MATERIAL ▸
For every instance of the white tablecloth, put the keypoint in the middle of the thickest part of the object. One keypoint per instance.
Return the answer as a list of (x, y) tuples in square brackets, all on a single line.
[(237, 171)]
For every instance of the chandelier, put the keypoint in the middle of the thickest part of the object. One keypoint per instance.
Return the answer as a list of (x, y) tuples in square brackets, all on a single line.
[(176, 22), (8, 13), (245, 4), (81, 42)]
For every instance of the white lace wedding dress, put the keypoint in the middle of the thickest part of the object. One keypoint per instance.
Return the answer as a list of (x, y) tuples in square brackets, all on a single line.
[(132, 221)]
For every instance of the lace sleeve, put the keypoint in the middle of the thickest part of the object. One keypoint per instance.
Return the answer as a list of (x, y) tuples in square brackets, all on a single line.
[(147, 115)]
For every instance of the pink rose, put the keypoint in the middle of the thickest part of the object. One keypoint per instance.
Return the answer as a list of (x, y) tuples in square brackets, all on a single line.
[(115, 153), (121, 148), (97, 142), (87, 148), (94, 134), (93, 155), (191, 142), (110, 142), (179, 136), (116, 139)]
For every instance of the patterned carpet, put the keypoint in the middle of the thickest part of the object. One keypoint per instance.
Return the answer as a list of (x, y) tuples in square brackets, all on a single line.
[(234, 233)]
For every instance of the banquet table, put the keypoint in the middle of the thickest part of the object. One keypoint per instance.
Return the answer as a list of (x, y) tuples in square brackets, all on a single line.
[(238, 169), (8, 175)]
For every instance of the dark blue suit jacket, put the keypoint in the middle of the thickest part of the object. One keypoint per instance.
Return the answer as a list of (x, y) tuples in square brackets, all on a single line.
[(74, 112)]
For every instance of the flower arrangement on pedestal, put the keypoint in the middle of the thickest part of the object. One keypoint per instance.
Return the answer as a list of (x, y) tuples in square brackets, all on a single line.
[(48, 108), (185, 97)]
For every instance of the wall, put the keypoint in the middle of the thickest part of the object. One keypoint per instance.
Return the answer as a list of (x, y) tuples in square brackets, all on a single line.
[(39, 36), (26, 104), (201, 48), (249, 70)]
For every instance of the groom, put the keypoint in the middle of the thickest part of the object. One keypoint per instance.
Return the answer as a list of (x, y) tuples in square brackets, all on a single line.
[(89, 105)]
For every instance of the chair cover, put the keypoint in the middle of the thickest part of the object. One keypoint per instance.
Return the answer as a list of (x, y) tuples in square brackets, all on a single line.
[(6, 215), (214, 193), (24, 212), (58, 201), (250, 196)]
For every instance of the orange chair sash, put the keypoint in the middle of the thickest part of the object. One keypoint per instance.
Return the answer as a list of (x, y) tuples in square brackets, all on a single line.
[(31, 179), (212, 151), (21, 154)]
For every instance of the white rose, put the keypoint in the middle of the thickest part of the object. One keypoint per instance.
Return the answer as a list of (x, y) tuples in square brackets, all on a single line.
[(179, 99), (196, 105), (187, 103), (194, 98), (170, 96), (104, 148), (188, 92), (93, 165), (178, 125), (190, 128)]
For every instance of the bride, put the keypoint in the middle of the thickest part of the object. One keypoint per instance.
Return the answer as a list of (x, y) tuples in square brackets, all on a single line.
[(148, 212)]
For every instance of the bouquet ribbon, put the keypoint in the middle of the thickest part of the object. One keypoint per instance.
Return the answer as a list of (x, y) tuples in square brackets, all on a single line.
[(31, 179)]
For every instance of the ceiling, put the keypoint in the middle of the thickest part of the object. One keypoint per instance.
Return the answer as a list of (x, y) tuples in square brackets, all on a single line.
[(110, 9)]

PROBLEM TO WORK ON ▸
Copy out every line of the listing above, word for word, without changing anything.

FINISHED ANSWER ▸
For every instance of the white tablecloth, put the keypoint in the middle of the thickest part of the object. One keypoint per instance.
Return the answer as a list of (x, y) tuples in square brackets, all on a single line.
[(237, 171)]
For every instance of the chandelier, put the keypoint in the middle of the thickest part of the object. One keypoint per instance.
Return the answer as a list of (x, y) tuples in square brackets, all on a single line.
[(176, 22), (8, 13), (245, 4), (81, 42)]
For every instance of the white lace wedding dress, put the keypoint in the middle of the thickest part of the object. One keypoint per instance.
Return the answer as a list of (x, y) tuples in square brackets, all on a single line.
[(132, 221)]
For every instance of the lace sleeve, put the keypoint in the middle of the thickest part of the object. One keypoint per instance.
Return the answer as a list of (x, y) tuples in square brackets, all on a single line.
[(147, 115)]
For every instance of the pink rose, put the keypoint in the middle of the thickest part of the object. One keypoint per instance.
Return the answer as a list of (x, y) tuples in square brackets, all on a single line.
[(115, 153), (121, 148), (97, 142), (87, 148), (94, 134), (93, 155), (191, 142), (110, 142), (179, 136), (116, 139)]
For every instance of the patterned carpet, put the keypoint in the middle of the thickest part of the object. One keypoint per instance.
Return the answer as a list of (x, y) tuples in square brackets, all on a single line.
[(234, 233)]
For every instance of the banquet table, put the keypoint in the middle of the thickest part of the object. One keypoint per instance.
Return the answer as a list of (x, y) tuples in square brackets, all on a single line.
[(238, 169), (8, 175)]
For every instance of the dark blue suit jacket, put the keypoint in the middle of the thickest part of the object. One keypoint per instance.
Return the answer as a list of (x, y) tuples in square brackets, all on a single line.
[(74, 112)]
For every instance of the flower arrangement on pedestal, put the keypoint in the middle of the thickest part of the object. One keypoint per instance.
Return the answer as a list of (x, y) tuples in square brackets, all on a single line.
[(48, 108), (185, 97)]
For every instance of the wall, put the keypoint in the middle of the thickest part of the object. One keypoint per instance.
Return the answer as a list of (x, y) tuples in square brackets, all on a single line.
[(39, 36), (26, 104), (201, 48), (249, 70)]
For every instance of the groom, put the keypoint in the middle of the thickest part of the object. One keypoint per instance.
Return the answer as a list of (x, y) tuples in square brackets, all on a single line.
[(89, 105)]
For every instance of the chair cover, put the keypoint in the middle of the thickest part of the object. One keypoint per instance.
Return the answer as a list of (x, y) tuples in square brackets, all on a single line.
[(6, 215), (214, 193), (24, 212), (58, 201), (250, 196)]
For every instance of the orange chair sash, put the keypoint in the middle of the thickest part of the object. One keypoint per instance.
Return the answer as a list of (x, y) tuples in square brackets, all on a single line.
[(31, 179), (212, 151), (21, 154)]
For every instance of the white rose, put the keypoint in the middle of the thickest part of the object. One keypoint per instance.
Return the answer as a list of (x, y) tuples in square brackets, all on a single line.
[(179, 99), (196, 105), (187, 103), (194, 98), (170, 96), (104, 148), (188, 92), (93, 165), (178, 125), (190, 128)]
For every instance of the bride, put the keypoint in the middle of the thickest part of the object. One keypoint per instance.
Return the answer as a list of (x, y) tuples in square brackets, all on a single line.
[(148, 212)]
For every instance of the bouquet ribbon, put the keypoint in the middle of the thickest part of the object. One keypoint per instance.
Return the answer as a list of (x, y) tuples in square brackets, all on a single line.
[(31, 179)]
For every instance of the ceiling, put the keypoint in the middle of the thickest part of the object. One keypoint per instance.
Return the answer as a list of (x, y) tuples in square brackets, all on a single line.
[(110, 9)]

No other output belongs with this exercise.